▸ Task material
********
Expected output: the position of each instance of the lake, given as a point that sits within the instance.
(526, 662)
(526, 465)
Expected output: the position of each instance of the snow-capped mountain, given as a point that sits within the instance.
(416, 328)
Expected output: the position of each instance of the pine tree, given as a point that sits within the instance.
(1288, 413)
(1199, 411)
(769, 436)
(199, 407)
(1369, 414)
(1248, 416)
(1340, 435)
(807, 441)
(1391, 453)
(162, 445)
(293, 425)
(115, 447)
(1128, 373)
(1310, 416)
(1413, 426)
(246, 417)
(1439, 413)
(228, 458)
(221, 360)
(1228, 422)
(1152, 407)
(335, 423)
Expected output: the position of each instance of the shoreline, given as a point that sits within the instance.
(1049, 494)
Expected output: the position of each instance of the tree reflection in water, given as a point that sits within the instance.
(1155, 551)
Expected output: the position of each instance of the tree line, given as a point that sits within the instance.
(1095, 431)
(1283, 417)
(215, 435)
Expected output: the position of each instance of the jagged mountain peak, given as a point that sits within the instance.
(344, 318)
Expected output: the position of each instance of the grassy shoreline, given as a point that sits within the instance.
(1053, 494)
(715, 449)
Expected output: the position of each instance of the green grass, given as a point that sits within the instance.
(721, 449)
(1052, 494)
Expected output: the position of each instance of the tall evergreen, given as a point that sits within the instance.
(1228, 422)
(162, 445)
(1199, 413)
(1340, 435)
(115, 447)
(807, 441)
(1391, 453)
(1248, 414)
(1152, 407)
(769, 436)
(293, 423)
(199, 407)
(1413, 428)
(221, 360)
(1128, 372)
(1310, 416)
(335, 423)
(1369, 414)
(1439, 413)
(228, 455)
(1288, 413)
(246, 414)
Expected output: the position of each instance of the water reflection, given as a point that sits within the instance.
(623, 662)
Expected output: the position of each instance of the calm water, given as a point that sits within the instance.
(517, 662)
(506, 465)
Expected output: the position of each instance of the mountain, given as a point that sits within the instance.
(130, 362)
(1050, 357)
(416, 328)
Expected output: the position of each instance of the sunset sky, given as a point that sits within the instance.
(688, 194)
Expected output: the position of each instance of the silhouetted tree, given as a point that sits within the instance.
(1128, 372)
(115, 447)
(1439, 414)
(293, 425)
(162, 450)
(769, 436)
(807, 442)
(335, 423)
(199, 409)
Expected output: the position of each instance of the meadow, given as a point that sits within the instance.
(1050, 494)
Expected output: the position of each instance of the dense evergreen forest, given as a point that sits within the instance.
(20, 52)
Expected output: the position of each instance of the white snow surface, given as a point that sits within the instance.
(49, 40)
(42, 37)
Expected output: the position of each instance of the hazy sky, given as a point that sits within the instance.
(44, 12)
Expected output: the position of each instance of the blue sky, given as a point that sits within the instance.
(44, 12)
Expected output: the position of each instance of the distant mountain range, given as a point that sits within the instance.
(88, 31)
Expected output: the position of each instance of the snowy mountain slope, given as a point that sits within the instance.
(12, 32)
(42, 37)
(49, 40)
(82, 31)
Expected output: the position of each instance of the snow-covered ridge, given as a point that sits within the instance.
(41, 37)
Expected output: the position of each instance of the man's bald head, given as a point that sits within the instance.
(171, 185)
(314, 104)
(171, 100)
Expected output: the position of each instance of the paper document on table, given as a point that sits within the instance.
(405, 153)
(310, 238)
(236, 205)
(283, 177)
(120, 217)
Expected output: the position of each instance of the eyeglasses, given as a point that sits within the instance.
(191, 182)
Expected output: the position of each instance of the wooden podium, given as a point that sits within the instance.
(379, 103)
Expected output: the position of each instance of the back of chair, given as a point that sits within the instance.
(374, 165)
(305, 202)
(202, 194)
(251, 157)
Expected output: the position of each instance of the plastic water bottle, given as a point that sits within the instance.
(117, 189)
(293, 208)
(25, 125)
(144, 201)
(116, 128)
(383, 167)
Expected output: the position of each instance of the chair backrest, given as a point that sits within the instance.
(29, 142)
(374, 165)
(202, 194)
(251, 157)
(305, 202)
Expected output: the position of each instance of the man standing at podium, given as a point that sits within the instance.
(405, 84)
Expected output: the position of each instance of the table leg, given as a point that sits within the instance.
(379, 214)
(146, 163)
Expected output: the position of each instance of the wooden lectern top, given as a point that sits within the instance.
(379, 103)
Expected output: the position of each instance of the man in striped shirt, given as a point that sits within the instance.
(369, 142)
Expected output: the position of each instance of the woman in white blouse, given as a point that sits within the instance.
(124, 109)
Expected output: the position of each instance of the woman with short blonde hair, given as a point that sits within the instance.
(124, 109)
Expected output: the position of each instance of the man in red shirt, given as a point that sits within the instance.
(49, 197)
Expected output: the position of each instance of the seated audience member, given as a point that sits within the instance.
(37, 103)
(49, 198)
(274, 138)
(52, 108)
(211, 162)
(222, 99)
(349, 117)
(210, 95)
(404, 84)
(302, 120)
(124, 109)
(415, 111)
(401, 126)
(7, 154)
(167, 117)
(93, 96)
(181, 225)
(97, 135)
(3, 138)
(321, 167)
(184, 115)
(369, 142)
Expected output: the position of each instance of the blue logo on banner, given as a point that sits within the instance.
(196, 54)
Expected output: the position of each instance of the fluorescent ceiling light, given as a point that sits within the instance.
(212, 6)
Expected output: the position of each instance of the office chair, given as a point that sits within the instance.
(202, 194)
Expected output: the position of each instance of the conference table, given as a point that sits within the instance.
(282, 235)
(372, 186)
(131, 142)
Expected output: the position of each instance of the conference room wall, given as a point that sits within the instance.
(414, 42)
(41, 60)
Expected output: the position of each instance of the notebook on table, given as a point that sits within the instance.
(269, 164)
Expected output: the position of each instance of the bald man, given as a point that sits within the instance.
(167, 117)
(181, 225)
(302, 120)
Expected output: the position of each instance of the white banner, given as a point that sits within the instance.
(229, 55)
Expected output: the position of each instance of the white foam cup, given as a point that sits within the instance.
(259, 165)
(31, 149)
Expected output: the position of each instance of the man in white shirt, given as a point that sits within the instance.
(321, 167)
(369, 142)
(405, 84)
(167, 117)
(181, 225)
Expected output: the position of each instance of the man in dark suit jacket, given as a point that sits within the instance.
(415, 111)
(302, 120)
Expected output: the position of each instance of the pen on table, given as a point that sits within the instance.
********
▸ Exercise goal
In this exercise, repeat all entries exactly.

▸ Response to this task
Expected output: the position of each instance of the lake, given as a point that sits within the instance.
(526, 662)
(526, 465)
Expected output: the position of each instance of the snow-capped mountain, given as a point that sits within the instance.
(416, 328)
Expected output: the position of each instance of the pine tree, given as a point that sits within the instance.
(1288, 413)
(1199, 411)
(769, 436)
(199, 407)
(1369, 414)
(1248, 416)
(1340, 435)
(807, 441)
(1391, 453)
(162, 445)
(293, 425)
(115, 447)
(1128, 373)
(1310, 416)
(1413, 426)
(246, 417)
(1439, 413)
(228, 458)
(221, 360)
(1228, 422)
(1152, 407)
(335, 423)
Expected output: the position of each instance of the shoreline, given as a point that sits within the instance.
(1049, 494)
Expected output: the position of each instance of the tree reflection in water, given as a point that sits within the instance.
(1155, 551)
Expected output: the position of each instance of the tree line, given as a point that sits within the instance.
(1095, 431)
(1283, 417)
(215, 435)
Expected output: the position of each instance of the jagged mountain peak, given as a point that sits within the instance.
(344, 318)
Expected output: the position of each instance of the grassy shoreline, given as a point that sits within the instance.
(1053, 494)
(715, 449)
Expected output: the position of each instance of the green grass, given as a point that sits within the instance.
(721, 449)
(1052, 494)
Expected output: the position of each instance of the tall evergreen, given as a point that sits within the instance.
(1228, 422)
(162, 445)
(1199, 413)
(1340, 435)
(115, 447)
(807, 441)
(1391, 453)
(1248, 414)
(1152, 407)
(769, 436)
(293, 423)
(199, 407)
(1413, 428)
(221, 360)
(1128, 372)
(1310, 416)
(335, 423)
(1369, 414)
(1439, 413)
(228, 455)
(1288, 413)
(246, 414)
Expected output: the position of each instance of the water reflection, given as a point that sits within the instance.
(623, 662)
Expected output: the position of each instance of the calm water, given as a point that sits within the instance.
(517, 662)
(506, 465)
Expected output: the position of each instance of the mountain, given as a point that sits within the instance.
(130, 362)
(1050, 357)
(416, 328)
Expected output: the position of each instance of the sunset sky, given as a point that sits within the instance.
(688, 194)
Expected output: the position of each instance of the silhouetted tree, given as a point that sits within the instance.
(1128, 372)
(115, 447)
(1439, 414)
(293, 425)
(162, 450)
(769, 436)
(807, 442)
(335, 423)
(199, 409)
Expected output: the position of each instance of the meadow, given as a point that sits within the instance.
(1050, 494)
Expected output: the position of each instance of the dense evergreen forest, given as a point that sits within the instance.
(20, 52)
Expected output: the position of each instance of the white snow surface, given as a point that sits within the instance.
(49, 40)
(42, 37)
Expected output: the position of each instance of the hazy sky, given as a point that sits within the instance.
(44, 12)
Expected output: the position of each instance of the blue sky, given as a point that sits within the instance.
(44, 12)
Expected output: the position of each instance of the distant mountain range, given as a point that sits within the instance.
(88, 31)
Expected output: the position of each instance of the snowy mountain slope, given as a point that sits within the instance.
(12, 32)
(42, 37)
(49, 40)
(82, 31)
Expected output: the position of each instance of the snow-covered ridge, given as a point that sits within the instance.
(41, 37)
Expected output: the position of each instance of the man's bald head, given as a point that sits within the instance.
(171, 185)
(314, 104)
(171, 100)
Expected output: the position of each instance of the paper document on table, given as a point that sits within the instance.
(405, 153)
(310, 238)
(236, 205)
(283, 177)
(120, 217)
Expected output: the position of each instance of the eyeglasses, given as a point that sits within the instance.
(191, 182)
Expected output: the position of each instance of the wooden podium, given as a point that sits within the instance.
(379, 103)
Expected output: the position of each instance of the back of chair, given as a point that sits within the instance.
(374, 165)
(305, 202)
(202, 194)
(251, 157)
Expected output: the position of each instance of the plastic water bottle, given as a point that sits within the instance.
(117, 189)
(293, 208)
(25, 125)
(144, 201)
(116, 128)
(383, 167)
Expected output: the position of each instance of the chair backrest, given as a point that sits within the instance.
(29, 142)
(374, 165)
(202, 194)
(251, 157)
(305, 202)
Expected output: the position of each instance of the man standing at podium, given as a point that sits within the instance.
(405, 84)
Expected output: the position of each instance of the table leg, given as a point that sits within the instance.
(379, 214)
(146, 163)
Expected output: the position of each instance of the wooden lectern top, given as a point that sits within the instance.
(379, 103)
Expected output: the position of each instance of the man in striped shirt, given as a point that sits within the instance.
(369, 142)
Expected output: the position of each instance of the woman in white blouse, given as a point that sits within the instance.
(124, 109)
Expected output: the position of each instance of the woman with short blonde hair, given as a point that sits within the instance.
(124, 109)
Expected output: the position of each instance of the man in red shirt, given as a point that sits within the instance.
(49, 197)
Expected output: the position of each instance of the seated audience member, given as a point that sits within the instance.
(37, 103)
(49, 198)
(274, 138)
(52, 108)
(211, 162)
(222, 99)
(349, 117)
(210, 95)
(404, 84)
(302, 120)
(124, 109)
(415, 111)
(401, 126)
(7, 154)
(167, 117)
(93, 96)
(181, 225)
(97, 135)
(3, 138)
(321, 167)
(184, 115)
(369, 142)
Expected output: the position of each instance of the blue logo on banner, given as a point that sits within the instance.
(196, 54)
Expected output: the position of each instance of the fluorescent ceiling light, given as a point that sits within the instance.
(212, 6)
Expected output: the position of each instance of the office chair, given as a point that sits within the instance.
(202, 194)
Expected output: the position of each instance of the conference table, given as a point that sits within the instance.
(282, 235)
(372, 186)
(131, 142)
Expected output: the position of each instance of the conference room wall, given as a point that sits within the instance.
(414, 42)
(41, 60)
Expected output: the position of each instance of the notebook on table, given as a point that sits within the instance.
(269, 164)
Expected output: the position of each instance of the bald man, given as a point that sits within the instance.
(167, 117)
(181, 225)
(302, 120)
Expected output: the position of each instance of the white banner, given as a point that sits within the instance.
(229, 55)
Expected output: the position of each instance of the white foam cup, given as a point that sits within the instance.
(259, 165)
(31, 149)
Expected output: the position of each instance of the man in white shirt, given as a point that sits within the instance.
(321, 167)
(369, 142)
(405, 84)
(167, 117)
(181, 225)
Expected output: the position of each instance of the man in dark suit jacket, given as a point that sits within the instance.
(415, 111)
(302, 120)
Expected output: the position of each instance of the pen on table, given as a point that sits within the instance.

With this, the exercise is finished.